■ LISTED RECORDS:
— start —

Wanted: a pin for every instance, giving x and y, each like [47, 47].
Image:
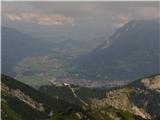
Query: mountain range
[130, 53]
[136, 101]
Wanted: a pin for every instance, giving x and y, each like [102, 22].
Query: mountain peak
[152, 83]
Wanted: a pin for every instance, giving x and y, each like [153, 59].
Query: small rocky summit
[152, 83]
[142, 98]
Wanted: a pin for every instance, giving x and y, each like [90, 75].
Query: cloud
[119, 20]
[38, 18]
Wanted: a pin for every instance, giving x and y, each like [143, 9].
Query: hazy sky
[76, 20]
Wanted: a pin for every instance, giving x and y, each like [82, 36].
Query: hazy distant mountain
[17, 45]
[130, 53]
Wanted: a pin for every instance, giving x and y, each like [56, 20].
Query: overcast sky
[76, 20]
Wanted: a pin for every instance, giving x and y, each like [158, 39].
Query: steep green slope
[133, 53]
[21, 102]
[72, 93]
[24, 102]
[141, 98]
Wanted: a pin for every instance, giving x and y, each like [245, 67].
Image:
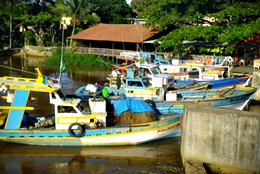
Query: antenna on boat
[65, 21]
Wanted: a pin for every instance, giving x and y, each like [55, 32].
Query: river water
[157, 157]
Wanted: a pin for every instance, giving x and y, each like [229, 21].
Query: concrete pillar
[224, 139]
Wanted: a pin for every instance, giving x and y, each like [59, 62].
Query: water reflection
[147, 158]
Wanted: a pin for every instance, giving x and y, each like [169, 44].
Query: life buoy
[151, 103]
[76, 132]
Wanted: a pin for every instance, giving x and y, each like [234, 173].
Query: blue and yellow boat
[73, 122]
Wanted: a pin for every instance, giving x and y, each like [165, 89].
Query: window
[66, 109]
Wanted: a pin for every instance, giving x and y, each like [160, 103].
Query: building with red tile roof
[116, 36]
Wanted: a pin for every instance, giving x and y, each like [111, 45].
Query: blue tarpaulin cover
[132, 105]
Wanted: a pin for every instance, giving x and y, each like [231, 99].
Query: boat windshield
[156, 70]
[146, 82]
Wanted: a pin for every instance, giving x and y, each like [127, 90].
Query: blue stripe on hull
[15, 116]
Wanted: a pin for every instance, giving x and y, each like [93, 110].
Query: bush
[75, 61]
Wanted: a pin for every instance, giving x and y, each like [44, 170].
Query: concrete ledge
[222, 137]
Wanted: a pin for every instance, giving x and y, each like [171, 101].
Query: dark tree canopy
[112, 11]
[210, 21]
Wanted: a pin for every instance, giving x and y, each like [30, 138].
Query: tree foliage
[209, 21]
[41, 19]
[112, 11]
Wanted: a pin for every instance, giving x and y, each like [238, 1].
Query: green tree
[78, 10]
[209, 21]
[8, 10]
[44, 25]
[112, 11]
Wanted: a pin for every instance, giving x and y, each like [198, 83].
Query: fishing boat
[73, 123]
[215, 84]
[236, 97]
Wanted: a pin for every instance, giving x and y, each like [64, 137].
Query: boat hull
[96, 137]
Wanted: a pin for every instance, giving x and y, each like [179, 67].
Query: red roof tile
[135, 33]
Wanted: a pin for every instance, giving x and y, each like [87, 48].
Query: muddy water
[156, 157]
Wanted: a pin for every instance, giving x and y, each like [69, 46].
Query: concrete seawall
[220, 140]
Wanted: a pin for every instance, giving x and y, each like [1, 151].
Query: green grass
[77, 62]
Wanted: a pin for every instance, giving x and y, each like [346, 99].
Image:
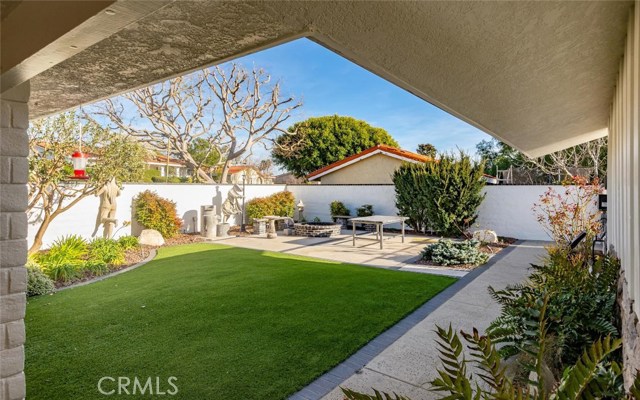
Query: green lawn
[228, 323]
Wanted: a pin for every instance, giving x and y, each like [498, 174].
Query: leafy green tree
[51, 143]
[427, 149]
[320, 141]
[443, 195]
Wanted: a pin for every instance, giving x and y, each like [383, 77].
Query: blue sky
[330, 84]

— end —

■ DIRECTIVE: Leave the images out, please, and restate each line word for word.

■ TASK RESPONSE:
Wanted: a pin for every instance, giving x and y, each like [47, 47].
Image:
Query: mountain range
[130, 53]
[136, 101]
Wanted: a pin for every instance, giving x and y, each like [102, 22].
Query: mountain peak
[152, 83]
Wanted: a pin for every instance, giving x and y, each like [153, 59].
Query: small rocky summit
[152, 83]
[142, 98]
Wanted: a pin for every instance, giving x and y, each like [90, 75].
Query: cloud
[119, 20]
[38, 18]
Wanted: a pin for every instance, giving x and y, each like [143, 9].
Query: hazy sky
[76, 20]
Wanted: a pin for every instance, giving x and y, each like [82, 36].
Query: hazy distant mountain
[17, 45]
[130, 53]
Wanted: a pin for every instance, giving x and y, each like [56, 20].
Query: overcast sky
[76, 20]
Wanted: a pin for every instance, giving x and y, each like [158, 39].
Query: steep green slope
[133, 53]
[21, 102]
[72, 93]
[24, 102]
[141, 98]
Wanted: a pin for every instance, giving x and y, each like [245, 67].
Image:
Query: antenna on boat
[65, 21]
Wanted: a pin for every instance, giving x and y, each like [55, 32].
Query: river water
[157, 157]
Wanted: a pin for every instance, giving x and y, each like [229, 21].
Query: concrete pillar
[224, 139]
Wanted: a pin for every instance, giving x and y, each like [59, 62].
Query: water reflection
[147, 158]
Wanted: a pin for every instance, giving x and y, each like [169, 44].
Query: life buoy
[151, 103]
[76, 132]
Wanted: a pin for every instance, giving x and y, each like [234, 173].
Query: blue and yellow boat
[73, 122]
Wanted: a pin for every instance, giving x and y, each like [165, 89].
Query: window
[66, 109]
Wanted: a pin for every instance, giving x and y, each like [160, 103].
Query: building with red tile roof
[116, 36]
Wanted: a pin for every instance, giving x and y, each like [111, 45].
Query: blue tarpaulin cover
[132, 105]
Wanted: a pin for every instance, giving x and y, each like [231, 99].
Query: boat windshield
[156, 70]
[146, 82]
Wanted: a pin for every instance, giving x and y, each like [127, 90].
Query: blue stripe on hull
[15, 116]
Wanted: a pin for every instance, giving x and y, each like [93, 110].
Query: bush
[75, 61]
Wanted: a pin for every instance, giving x and y, each like [44, 170].
Query: concrete ledge
[222, 137]
Wanted: a pin for every instance, giving x and y, each like [171, 101].
Query: dark tree canopy
[112, 11]
[210, 21]
Wanted: a pin for every instance, giving x and y, each like [30, 138].
Query: tree foliage
[209, 21]
[41, 19]
[112, 11]
Wanted: a pin for every instance, giving x and y, each like [238, 1].
Query: green tree
[78, 10]
[209, 21]
[8, 10]
[44, 25]
[112, 11]
Wanted: a pin for every instance, giving x and y, each like [198, 83].
Query: fishing boat
[73, 123]
[215, 84]
[236, 97]
Wanted: a pin for every instance, giving x and y, each like [64, 137].
Query: boat hull
[96, 137]
Wanted: a pin for every instance, giving x and y, each like [179, 67].
Query: red roof tile
[135, 33]
Wanted: a pin for every instance, giving x and y, each like [87, 48].
Query: muddy water
[156, 157]
Wanted: a pin for every instance, giving x and y, each like [69, 46].
Query: concrete seawall
[220, 140]
Wanted: a pin for every instance, giving x and y, each like [1, 151].
Query: green grass
[77, 62]
Wanted: a pin for every instance, giving x and y, each like [346, 99].
Image:
Query: green lawn
[228, 323]
Wanted: a pin for every instance, giving x and y, each like [498, 174].
Query: leafy green tree
[51, 143]
[427, 149]
[320, 141]
[443, 195]
Wanted: a pin for every instance, giving x and y, each like [383, 77].
Query: blue sky
[330, 84]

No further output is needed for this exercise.